Because 41 Senators decided to vote against cloture, millions of Americans now no longer receive the benefits they need to pay off bills, put food on their tables, or even get to job interviews. Furthermore, President Obama proposed a hike of the minimum wage to $10.10 an hour, which, while it has been applied to federal contractors, has still not been enacted in workplaces nationwide.
Congress needs to get off its tail and extend unemployment benefits. The minimum wage must go up as well. Both these initiatives would provide significant boosts to the still-lagging economy, as lower- and middle-class citizens would have a few hundred more dollars every month to spend on necessities or the occasional pleasures. The Congressional Budget Office reports that the United States is missing out on 200,000 jobs that could be created in 2014 with an extension, and a report from Democrats on the House Ways and Means Committee indicated that the country lost $400 million from its economy one week after benefits expired.
An increase in the minimum wage would also put more money in the pockets of American consumers. A CBO report on the proposed $10.10 minimum wage shows that real income would increase by $5 billion for families under the poverty line, boost their average family income by 3 percent, and lift 900,000 people out of poverty. It is also about time the minimum wage is raised, since the last hike occurred over five years ago. Also, according to a 2012 Center for Economic and Policy Research study, the minimum wage would be over $20 per hour if it were adjusted to keep pace with productivity from 1968 to the present day.
American workers are suffering, and we have to help them. Our government has not served the people. Congress settled for one stimulus that, while slowing the economy’s freefall, did not provide the extensive job programs necessary to get people to work. After a few years of watered-down bills meant to provide at least some help to the struggling middle class, Congress was afflicted with severe polarization, sacrificing people’s livelihoods for the sake of petty political fights. Now our economy has been strangled with sequestration and tax hikes in an attempt to solve a nonexistent debt crisis. The deficit may have gone down, but the burden of the cost has fallen on the middle class because Congress ignored the economic truth that a government must spend to escape a recession even if it means raising the deficit, and then pay off the deficit when the economy is at full strength.
Now we are stuck in a nearly permanent state of deficit-hawk austerity and sluggish economic growth. President Obama and Congress must act. They need to pass an unemployment benefit extension as soon as possible and then raise the minimum wage. Fortunately, the president has proposed a 2015 budget that would increase spending on domestic programs like education, job training, and energy efficiency that can all help boost the economy and keep it strong in the years to come.
Not many of us at Georgetown are directly relying on unemployment benefits, but we all know someone who is on them, whose parents are on them, or who relies on a minimum wage job. Most students here work for minimum wage or close to it. While the District is ahead of the curve on this issue with its upcoming minimum wage raise to $11.50 by 2016, those who work in Maryland, Northern Virginia, or at home over the summer will need this raise to bring in more money to be able to spend at school or to pay off student loan interest a bit early. Of course, all of this is for naught if the Republicans play their typical spoiler role and continue to block any sort of progress. We can only hope that they come to their senses, but then again, that probably won’t happen any time soon.

**Material provided:**
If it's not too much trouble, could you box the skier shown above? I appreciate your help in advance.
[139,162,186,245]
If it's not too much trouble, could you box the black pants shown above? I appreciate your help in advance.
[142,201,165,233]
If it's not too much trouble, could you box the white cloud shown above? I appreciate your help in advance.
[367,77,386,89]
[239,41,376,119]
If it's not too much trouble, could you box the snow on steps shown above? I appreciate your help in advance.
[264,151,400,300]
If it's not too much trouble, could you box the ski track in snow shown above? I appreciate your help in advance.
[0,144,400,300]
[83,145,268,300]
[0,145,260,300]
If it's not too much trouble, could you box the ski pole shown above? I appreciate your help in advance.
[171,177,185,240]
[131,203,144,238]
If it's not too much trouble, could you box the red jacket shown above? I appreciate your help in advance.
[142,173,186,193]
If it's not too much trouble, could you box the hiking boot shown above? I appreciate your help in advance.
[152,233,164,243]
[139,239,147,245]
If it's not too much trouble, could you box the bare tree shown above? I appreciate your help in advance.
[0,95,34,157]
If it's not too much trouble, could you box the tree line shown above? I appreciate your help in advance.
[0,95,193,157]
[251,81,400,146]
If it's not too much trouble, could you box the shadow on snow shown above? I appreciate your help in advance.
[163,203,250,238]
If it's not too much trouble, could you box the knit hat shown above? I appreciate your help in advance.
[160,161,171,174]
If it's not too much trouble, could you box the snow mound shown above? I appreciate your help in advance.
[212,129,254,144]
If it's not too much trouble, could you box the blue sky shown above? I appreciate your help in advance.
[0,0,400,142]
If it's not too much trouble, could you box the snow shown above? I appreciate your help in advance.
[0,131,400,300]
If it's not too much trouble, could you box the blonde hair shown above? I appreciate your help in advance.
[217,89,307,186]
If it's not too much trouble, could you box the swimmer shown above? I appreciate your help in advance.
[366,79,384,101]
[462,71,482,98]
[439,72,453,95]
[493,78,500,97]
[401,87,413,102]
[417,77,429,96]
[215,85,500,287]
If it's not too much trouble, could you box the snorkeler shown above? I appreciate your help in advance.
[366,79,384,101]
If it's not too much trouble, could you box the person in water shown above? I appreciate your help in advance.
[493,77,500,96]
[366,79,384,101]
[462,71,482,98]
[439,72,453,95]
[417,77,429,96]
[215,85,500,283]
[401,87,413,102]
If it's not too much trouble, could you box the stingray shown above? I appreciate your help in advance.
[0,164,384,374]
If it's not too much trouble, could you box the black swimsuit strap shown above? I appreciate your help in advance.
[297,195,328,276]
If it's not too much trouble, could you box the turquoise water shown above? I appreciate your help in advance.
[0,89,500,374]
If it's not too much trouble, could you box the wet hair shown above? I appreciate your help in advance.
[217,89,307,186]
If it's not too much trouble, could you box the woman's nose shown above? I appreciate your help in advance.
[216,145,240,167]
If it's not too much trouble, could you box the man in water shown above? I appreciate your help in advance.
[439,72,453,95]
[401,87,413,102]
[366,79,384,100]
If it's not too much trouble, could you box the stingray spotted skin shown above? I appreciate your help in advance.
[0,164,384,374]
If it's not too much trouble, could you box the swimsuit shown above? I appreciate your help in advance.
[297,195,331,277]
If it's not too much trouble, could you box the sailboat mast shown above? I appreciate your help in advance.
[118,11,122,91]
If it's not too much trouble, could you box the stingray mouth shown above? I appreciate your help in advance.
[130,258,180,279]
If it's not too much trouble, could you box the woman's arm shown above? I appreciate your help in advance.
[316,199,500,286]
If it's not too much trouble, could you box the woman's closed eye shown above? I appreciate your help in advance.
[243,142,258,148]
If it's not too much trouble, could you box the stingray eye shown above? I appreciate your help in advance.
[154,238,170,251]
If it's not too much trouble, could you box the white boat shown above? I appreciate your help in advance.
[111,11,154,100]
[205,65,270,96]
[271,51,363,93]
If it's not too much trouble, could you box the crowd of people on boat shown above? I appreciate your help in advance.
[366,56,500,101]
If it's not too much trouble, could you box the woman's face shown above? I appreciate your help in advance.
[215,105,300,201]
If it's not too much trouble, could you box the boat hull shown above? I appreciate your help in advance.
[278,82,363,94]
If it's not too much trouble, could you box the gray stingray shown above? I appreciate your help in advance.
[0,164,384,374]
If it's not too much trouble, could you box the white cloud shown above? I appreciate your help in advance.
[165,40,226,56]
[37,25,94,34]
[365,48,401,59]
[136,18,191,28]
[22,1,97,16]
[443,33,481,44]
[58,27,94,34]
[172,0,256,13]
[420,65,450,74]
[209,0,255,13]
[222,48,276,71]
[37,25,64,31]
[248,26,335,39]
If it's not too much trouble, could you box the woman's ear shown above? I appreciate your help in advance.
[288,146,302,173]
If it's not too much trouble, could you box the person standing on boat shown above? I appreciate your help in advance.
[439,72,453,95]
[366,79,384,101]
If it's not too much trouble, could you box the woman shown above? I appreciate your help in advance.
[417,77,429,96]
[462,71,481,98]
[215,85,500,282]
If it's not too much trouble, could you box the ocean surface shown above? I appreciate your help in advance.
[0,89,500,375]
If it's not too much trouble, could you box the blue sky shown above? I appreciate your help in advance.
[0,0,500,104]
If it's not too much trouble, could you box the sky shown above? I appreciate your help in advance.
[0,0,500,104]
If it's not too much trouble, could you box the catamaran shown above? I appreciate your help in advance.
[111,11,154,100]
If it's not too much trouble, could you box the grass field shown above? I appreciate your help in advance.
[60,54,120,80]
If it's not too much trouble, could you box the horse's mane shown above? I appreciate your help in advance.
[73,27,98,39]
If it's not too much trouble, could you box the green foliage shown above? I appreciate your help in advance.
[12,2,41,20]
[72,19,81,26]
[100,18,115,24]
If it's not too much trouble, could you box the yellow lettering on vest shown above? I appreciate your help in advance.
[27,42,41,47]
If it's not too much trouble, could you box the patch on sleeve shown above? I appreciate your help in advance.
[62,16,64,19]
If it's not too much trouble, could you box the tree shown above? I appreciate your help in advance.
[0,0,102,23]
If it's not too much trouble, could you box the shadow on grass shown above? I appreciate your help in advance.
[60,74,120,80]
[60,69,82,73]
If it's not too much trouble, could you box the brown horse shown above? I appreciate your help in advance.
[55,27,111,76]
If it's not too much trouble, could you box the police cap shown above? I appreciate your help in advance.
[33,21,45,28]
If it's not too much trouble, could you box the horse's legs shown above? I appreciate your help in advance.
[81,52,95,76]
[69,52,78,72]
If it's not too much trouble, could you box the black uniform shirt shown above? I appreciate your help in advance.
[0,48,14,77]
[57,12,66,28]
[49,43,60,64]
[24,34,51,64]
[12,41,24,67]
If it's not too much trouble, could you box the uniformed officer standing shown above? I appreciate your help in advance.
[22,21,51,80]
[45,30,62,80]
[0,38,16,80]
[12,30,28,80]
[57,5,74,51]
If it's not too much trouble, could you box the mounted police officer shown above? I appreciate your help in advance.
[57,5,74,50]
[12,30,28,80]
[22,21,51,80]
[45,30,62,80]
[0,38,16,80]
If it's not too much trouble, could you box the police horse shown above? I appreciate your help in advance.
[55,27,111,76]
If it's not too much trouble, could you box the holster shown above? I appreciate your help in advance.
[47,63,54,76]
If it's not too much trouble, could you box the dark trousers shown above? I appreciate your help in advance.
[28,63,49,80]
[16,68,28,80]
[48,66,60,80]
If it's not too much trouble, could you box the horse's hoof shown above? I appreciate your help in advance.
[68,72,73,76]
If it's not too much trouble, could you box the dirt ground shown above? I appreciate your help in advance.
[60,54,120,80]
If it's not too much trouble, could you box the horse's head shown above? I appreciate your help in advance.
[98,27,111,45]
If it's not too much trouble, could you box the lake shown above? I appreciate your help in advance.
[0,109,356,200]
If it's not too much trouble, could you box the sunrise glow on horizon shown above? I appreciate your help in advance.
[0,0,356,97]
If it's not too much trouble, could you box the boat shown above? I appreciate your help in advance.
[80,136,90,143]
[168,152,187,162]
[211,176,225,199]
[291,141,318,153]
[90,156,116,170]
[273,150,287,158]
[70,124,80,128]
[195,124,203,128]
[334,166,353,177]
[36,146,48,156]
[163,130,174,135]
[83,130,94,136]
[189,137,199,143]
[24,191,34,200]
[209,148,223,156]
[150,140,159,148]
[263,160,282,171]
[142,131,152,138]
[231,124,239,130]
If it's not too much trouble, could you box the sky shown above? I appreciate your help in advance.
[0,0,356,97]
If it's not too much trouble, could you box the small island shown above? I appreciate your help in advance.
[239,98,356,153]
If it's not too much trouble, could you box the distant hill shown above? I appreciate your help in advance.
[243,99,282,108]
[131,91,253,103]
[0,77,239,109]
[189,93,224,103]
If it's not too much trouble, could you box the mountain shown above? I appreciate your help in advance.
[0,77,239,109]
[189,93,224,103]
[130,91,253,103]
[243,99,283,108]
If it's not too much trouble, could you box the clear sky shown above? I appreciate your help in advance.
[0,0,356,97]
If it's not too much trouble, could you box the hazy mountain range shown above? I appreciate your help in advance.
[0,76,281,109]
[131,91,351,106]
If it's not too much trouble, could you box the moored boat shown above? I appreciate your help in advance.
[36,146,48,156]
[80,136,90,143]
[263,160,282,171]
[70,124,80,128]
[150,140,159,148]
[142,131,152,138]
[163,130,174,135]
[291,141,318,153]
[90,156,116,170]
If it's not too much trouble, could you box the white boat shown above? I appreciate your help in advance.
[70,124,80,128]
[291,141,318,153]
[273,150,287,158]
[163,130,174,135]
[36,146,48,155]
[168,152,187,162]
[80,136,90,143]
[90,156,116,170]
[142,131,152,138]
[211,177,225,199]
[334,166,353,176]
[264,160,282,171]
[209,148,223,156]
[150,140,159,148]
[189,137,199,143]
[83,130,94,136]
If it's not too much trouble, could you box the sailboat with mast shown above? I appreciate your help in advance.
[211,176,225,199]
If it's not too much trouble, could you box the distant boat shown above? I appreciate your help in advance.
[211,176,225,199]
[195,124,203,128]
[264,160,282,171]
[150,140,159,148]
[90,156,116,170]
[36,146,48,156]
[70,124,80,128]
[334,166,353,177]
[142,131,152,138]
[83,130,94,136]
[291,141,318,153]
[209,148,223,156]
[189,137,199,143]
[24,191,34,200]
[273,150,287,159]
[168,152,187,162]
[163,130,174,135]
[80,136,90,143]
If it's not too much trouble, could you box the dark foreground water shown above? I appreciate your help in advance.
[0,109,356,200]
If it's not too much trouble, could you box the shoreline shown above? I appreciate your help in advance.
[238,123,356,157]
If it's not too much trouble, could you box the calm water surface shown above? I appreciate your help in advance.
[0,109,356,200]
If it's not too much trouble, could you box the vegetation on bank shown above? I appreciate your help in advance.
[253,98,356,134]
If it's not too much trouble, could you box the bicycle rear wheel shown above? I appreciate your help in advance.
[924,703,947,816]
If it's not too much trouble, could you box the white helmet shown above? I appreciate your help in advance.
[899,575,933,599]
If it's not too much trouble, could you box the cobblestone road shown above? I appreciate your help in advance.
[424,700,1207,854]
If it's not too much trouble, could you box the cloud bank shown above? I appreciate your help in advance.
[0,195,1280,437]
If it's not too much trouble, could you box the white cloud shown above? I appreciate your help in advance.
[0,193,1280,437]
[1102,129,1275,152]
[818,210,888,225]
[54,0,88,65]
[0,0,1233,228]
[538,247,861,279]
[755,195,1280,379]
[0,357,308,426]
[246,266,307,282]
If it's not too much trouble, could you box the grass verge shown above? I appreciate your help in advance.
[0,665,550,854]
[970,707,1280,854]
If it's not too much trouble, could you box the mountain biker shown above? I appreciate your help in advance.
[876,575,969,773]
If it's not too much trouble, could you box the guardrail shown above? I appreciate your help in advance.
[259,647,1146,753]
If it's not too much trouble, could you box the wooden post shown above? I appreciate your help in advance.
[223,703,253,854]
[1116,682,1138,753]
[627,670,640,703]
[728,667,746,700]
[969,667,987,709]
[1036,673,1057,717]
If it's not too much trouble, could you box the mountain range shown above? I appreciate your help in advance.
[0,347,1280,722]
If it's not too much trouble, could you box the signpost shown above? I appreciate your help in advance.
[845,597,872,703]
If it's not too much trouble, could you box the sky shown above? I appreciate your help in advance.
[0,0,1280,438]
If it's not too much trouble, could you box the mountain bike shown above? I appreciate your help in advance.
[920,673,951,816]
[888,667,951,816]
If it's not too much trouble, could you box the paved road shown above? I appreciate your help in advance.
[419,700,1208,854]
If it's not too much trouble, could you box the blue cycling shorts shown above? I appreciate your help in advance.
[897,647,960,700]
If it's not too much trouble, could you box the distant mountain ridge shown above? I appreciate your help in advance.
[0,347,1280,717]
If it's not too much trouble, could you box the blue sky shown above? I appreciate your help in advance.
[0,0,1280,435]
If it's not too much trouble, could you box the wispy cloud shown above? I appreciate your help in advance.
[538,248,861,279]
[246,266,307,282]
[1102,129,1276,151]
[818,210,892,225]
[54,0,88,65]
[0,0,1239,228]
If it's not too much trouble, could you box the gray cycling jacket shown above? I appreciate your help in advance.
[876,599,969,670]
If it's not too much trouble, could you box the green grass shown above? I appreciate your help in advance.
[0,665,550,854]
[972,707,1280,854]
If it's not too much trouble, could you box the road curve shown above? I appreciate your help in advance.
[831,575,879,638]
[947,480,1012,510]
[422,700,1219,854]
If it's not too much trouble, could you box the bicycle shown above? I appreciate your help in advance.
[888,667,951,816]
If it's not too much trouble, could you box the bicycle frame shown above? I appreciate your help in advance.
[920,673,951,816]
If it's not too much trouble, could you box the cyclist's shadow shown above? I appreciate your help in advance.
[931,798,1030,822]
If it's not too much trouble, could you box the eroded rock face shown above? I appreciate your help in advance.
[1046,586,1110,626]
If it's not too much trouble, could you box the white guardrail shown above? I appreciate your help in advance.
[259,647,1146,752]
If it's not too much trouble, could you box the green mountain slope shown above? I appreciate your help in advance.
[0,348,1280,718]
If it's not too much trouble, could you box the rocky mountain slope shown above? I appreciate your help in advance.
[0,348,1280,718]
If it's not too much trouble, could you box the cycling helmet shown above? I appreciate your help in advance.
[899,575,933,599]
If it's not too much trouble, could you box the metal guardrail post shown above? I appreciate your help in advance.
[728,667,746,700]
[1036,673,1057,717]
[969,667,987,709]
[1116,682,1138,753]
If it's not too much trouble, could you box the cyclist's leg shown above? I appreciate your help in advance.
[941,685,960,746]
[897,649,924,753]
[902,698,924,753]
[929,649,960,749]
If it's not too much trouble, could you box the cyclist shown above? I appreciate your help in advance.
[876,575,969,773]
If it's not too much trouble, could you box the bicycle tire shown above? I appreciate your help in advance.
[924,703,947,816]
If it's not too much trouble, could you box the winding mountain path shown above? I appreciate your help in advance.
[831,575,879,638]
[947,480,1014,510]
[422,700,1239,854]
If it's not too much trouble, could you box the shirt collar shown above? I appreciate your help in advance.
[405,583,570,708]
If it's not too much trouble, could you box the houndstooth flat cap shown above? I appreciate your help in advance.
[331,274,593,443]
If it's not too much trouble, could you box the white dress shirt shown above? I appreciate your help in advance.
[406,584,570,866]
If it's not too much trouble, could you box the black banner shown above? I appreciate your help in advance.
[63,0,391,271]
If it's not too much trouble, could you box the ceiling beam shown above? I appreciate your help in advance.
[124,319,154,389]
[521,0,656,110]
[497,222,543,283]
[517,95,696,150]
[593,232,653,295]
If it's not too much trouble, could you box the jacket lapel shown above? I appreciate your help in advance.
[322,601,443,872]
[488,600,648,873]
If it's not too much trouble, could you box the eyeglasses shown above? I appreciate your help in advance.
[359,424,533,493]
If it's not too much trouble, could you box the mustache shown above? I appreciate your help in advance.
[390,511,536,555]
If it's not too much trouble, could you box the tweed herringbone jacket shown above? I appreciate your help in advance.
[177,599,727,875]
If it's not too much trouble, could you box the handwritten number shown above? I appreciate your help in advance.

**Given request 1:** According to the opinion piece on unemployment benefits and the minimum wage, what minimum wage is the District set to reach by 2016?
**Given request 2:** Retype the records word for word, starting with the line that contains "If it's not too much trouble, could you box the wooden" and going on through the line that contains "[0,347,1280,722]", with both of those lines included.

**Correct answer 1:** $11.50

**Correct answer 2:**
If it's not too much trouble, could you box the wooden post shown above? I appreciate your help in advance.
[223,703,253,854]
[1116,682,1138,753]
[627,670,640,703]
[728,667,746,700]
[969,667,987,709]
[1036,673,1057,717]
If it's not too much trouble, could you box the mountain range shown above? I appreciate your help in advance.
[0,347,1280,722]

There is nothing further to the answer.